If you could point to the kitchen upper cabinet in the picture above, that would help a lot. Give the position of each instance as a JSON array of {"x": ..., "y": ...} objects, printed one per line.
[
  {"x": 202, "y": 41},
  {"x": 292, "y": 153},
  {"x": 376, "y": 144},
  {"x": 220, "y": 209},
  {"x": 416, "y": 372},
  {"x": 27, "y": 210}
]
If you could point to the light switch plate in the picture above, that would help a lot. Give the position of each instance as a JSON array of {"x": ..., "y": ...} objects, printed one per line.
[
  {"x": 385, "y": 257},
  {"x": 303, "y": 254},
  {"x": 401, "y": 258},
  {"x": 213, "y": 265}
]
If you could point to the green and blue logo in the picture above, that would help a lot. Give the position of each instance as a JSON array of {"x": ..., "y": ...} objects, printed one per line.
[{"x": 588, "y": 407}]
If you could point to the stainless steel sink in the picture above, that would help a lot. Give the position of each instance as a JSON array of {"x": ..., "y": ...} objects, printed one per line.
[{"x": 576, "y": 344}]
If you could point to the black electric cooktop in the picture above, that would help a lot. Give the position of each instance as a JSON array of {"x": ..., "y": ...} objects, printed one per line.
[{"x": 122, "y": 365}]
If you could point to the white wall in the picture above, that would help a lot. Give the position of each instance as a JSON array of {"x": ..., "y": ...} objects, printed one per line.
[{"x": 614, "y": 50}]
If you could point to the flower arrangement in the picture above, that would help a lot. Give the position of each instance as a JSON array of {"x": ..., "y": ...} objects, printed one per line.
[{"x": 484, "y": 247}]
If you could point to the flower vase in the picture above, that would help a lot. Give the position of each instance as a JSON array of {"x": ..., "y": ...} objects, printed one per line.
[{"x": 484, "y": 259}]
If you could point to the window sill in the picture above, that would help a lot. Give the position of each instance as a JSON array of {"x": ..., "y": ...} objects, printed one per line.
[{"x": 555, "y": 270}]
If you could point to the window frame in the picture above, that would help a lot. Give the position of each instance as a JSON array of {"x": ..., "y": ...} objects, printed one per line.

- **Your objective**
Please extract, word for word, the part of the listing above that opens with the line containing "If you could point to the flower arrangement" and closes with the last line of the listing.

- **Answer to the task**
If you could point to the flower arrangement in the picture above, that would help a lot. Give the position of each instance as a JSON array of {"x": ..., "y": ...} objects, printed one per line.
[{"x": 484, "y": 247}]
If you could point to the flower vase in the picture above, that would help a lot. Give the position of each instance as a JSON array of {"x": ..., "y": ...} objects, printed one per line.
[{"x": 484, "y": 259}]
If you could point to the window sill in the picture above, that would help a lot. Give the position of each instance as a JSON array of {"x": ..., "y": ...} objects, printed one per line.
[{"x": 555, "y": 270}]
If you could point to the window frame in the picture above, that would help a lot. Give the position of each instance as a JSON array of {"x": ..., "y": ...} objects, printed one per line.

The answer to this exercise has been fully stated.